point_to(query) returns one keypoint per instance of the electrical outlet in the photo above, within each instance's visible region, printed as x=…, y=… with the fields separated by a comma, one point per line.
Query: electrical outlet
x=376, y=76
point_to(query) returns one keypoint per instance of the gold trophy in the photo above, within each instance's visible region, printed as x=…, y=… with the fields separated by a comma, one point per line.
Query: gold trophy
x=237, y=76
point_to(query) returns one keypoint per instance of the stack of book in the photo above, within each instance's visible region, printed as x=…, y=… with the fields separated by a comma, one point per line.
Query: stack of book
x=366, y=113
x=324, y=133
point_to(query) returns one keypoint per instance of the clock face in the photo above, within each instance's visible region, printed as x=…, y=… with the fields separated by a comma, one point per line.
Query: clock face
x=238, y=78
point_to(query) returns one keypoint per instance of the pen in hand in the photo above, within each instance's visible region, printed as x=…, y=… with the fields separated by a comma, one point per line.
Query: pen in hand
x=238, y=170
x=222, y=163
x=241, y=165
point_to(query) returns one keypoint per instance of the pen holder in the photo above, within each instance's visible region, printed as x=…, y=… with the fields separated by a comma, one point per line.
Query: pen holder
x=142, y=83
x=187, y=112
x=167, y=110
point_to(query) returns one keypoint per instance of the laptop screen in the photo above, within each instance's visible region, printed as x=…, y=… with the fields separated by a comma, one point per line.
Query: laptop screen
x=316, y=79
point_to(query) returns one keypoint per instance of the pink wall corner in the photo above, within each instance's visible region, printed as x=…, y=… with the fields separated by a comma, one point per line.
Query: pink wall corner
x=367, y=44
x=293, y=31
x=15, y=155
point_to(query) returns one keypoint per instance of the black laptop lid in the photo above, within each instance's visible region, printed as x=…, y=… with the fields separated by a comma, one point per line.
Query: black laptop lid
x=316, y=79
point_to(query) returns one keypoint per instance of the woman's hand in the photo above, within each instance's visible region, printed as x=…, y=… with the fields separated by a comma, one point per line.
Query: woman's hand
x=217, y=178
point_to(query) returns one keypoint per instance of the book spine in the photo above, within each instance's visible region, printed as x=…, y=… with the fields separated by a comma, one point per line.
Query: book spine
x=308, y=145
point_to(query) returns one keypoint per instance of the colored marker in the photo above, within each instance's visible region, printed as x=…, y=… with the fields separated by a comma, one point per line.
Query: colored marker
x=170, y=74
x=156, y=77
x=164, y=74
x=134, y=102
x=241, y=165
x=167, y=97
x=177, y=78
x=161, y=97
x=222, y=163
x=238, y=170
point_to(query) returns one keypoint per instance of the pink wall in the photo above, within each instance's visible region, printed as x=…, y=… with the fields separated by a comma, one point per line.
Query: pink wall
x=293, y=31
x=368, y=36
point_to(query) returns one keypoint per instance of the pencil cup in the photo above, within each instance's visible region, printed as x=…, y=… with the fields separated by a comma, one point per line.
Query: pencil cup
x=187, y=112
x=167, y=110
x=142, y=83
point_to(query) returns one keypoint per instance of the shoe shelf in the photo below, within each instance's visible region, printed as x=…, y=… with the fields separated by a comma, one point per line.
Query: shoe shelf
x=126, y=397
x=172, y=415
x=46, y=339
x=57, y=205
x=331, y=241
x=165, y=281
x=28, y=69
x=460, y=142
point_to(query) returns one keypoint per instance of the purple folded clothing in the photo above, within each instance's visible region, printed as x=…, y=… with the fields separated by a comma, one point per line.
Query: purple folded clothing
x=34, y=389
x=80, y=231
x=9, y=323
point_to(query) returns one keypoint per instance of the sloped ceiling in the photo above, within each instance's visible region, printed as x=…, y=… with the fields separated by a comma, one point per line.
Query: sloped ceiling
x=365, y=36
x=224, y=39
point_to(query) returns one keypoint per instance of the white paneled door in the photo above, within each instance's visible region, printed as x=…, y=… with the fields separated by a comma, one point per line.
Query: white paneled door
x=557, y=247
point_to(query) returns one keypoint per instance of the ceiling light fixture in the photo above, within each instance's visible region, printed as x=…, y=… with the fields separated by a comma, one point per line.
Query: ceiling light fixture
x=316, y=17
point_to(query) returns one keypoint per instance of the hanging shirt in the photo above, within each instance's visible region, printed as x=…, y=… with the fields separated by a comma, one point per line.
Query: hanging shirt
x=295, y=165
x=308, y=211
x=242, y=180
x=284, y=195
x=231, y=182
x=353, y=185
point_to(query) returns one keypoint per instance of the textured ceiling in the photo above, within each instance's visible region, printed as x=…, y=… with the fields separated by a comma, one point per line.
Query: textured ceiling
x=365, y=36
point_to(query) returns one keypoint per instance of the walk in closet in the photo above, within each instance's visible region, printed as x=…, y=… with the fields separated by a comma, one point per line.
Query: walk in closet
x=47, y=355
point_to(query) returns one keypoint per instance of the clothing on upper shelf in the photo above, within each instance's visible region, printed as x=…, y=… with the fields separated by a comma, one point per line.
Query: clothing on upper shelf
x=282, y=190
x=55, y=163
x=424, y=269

Instructions to follow.
Your task is to transcribe, with no changes, only the lines of the listing above that lie between the line holding "Query: woman's hand" and the line holding "point_to(query) returns one keypoint per instance of the book", inclusive.

Solution to the exercise.
Query: woman's hand
x=217, y=178
point_to(query) returns one keypoint per instance of the book spine in the photo above, within each instance's visible region, printed as x=…, y=… with the fields separated by a comma, one point per line.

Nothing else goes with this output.